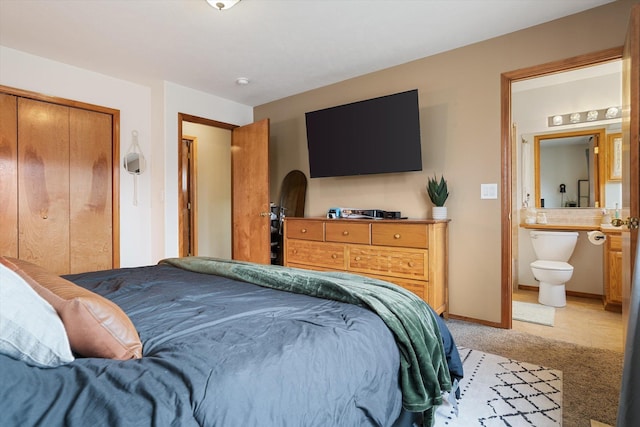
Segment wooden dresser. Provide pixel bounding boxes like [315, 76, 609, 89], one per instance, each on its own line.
[284, 217, 449, 316]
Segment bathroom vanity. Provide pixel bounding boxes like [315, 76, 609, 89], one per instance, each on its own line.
[602, 227, 622, 313]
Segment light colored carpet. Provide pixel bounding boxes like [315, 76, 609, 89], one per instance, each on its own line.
[447, 319, 623, 427]
[512, 301, 556, 326]
[435, 348, 562, 427]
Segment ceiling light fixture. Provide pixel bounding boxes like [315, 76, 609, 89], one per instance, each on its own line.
[207, 0, 240, 10]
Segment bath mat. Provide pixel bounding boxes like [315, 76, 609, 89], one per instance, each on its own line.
[435, 347, 562, 427]
[512, 301, 556, 326]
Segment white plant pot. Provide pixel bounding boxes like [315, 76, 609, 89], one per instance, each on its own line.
[431, 206, 447, 219]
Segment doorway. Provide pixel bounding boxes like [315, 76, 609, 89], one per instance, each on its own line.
[501, 48, 622, 329]
[178, 115, 233, 259]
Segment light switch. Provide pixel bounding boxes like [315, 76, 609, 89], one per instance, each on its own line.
[480, 184, 498, 199]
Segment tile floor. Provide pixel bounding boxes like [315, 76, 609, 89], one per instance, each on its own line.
[513, 290, 623, 352]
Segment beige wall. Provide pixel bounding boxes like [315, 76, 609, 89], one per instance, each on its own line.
[254, 1, 636, 322]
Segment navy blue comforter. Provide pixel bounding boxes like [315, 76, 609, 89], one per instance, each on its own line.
[0, 265, 460, 427]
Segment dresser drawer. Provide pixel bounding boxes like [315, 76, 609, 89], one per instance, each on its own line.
[347, 246, 429, 280]
[285, 240, 346, 270]
[287, 221, 324, 242]
[366, 274, 429, 301]
[325, 221, 371, 245]
[371, 223, 429, 249]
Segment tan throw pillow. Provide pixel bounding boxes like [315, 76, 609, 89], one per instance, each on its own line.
[0, 257, 142, 360]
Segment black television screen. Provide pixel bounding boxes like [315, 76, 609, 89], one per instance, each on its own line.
[305, 89, 422, 178]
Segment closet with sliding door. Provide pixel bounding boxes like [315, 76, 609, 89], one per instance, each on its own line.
[0, 87, 119, 274]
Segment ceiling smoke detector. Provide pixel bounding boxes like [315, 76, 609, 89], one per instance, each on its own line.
[207, 0, 240, 10]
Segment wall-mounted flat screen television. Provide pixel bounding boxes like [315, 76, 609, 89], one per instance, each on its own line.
[305, 89, 422, 178]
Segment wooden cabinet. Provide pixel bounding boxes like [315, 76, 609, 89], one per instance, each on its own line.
[0, 93, 117, 274]
[284, 217, 449, 315]
[604, 232, 622, 312]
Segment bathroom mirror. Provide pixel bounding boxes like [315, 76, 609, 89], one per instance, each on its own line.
[124, 153, 144, 175]
[534, 128, 606, 208]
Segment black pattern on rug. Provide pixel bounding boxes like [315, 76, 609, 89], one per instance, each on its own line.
[435, 348, 562, 427]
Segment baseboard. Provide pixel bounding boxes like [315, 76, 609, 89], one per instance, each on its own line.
[518, 285, 604, 301]
[449, 313, 505, 329]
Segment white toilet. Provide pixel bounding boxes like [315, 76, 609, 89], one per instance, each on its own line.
[530, 230, 578, 307]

****************************************

Put every line of the items above into a numbered list, leaving out blank lines and the pictures.

### TASK ANSWER
1. Segment wooden dresser. Provide pixel bounding boxes like [315, 76, 609, 89], one per instance, each on its own line.
2. [284, 217, 449, 316]
3. Segment bathroom vanity. Provide pixel bounding boxes like [315, 76, 609, 89], one per instance, each on its own line.
4. [602, 227, 622, 313]
5. Segment light colored carpet. Provide pixel bounding boxes like [315, 76, 609, 89], one per instance, each on its own line.
6. [447, 319, 623, 427]
7. [512, 301, 556, 326]
8. [435, 348, 562, 427]
9. Segment ceiling light fixture. Provide pixel bounding boxes like [315, 76, 609, 89], one per instance, each on its own line.
10. [207, 0, 240, 10]
11. Segment bath mat. Provide pixel bounding boxes like [315, 76, 609, 89], one per instance, each on its own line.
12. [435, 347, 562, 427]
13. [512, 301, 556, 326]
14. Segment white plant pot. Provide pixel bounding boxes like [315, 76, 609, 89], one per instance, each on its own line.
15. [431, 206, 447, 219]
16. Segment doorway. Provide pixel bounding boxes like [315, 76, 609, 89], one per instance, each on its own line.
17. [501, 48, 622, 329]
18. [178, 115, 233, 259]
19. Segment light switch. Provide pixel bounding boxes like [315, 76, 609, 89], one per instance, each on its own line.
20. [480, 184, 498, 199]
21. Segment tile floor. Provide pixel bounding boxes like [315, 76, 609, 89], one per instance, each on its own line.
22. [513, 290, 623, 352]
23. Segment beige wall. Provide pixel bounding boxes like [315, 76, 609, 89], one per instance, each on its own line.
24. [254, 1, 636, 322]
25. Segment navy blue comforter. Provide pixel bounding boxes like [315, 76, 609, 89], one per instance, each on its own line.
26. [0, 265, 460, 427]
27. Segment dresser drawer. Provide pixel bounding boxes like [315, 76, 609, 89], one per instance, each on its own line.
28. [347, 246, 429, 280]
29. [285, 240, 346, 270]
30. [287, 221, 324, 242]
31. [366, 274, 429, 301]
32. [325, 221, 371, 245]
33. [371, 223, 429, 249]
34. Segment tan throw pillow. Provide pixel bounding boxes like [315, 76, 609, 89], one per instance, each on its own line.
35. [0, 257, 142, 360]
36. Segment black television screen. Provide pixel bounding boxes like [315, 76, 609, 89], one per instance, each on its own line.
37. [305, 89, 422, 178]
38. Segment closet with sliding door. Provide pixel bounding boxes like [315, 76, 609, 89], one per instance, each on its own line.
39. [0, 87, 119, 274]
40. Segment ceiling smoke detector. Provide pixel bounding boxes like [315, 76, 609, 89], one per instance, each on its own line.
41. [207, 0, 240, 10]
42. Segment wall-mounted flat screen television. Provide pixel bounding boxes like [315, 76, 609, 89], one per instance, each on its own line.
43. [305, 89, 422, 178]
44. Segment wooden cabinet. Provide pixel bounding boxes like [315, 76, 609, 89], one per instance, each on its own line.
45. [0, 93, 117, 274]
46. [284, 217, 449, 315]
47. [604, 232, 622, 312]
48. Segment bathroom mirror. Provide pixel bounding boxes like [315, 76, 609, 89], one per instance, each on its own line.
49. [124, 153, 144, 175]
50. [534, 128, 606, 208]
51. Segment black pattern on rug. Provide pixel bounding boxes like [315, 76, 609, 89], one per instance, each on its own line.
52. [435, 348, 562, 427]
53. Segment baseboard. Provide pixel bounding boxes like [315, 76, 609, 89], one per instance, each on its own line.
54. [518, 285, 604, 301]
55. [449, 313, 505, 329]
56. Segment white toilet. Provide pixel bounding boxes like [315, 76, 609, 89], one per instance, each on its own line.
57. [530, 230, 578, 307]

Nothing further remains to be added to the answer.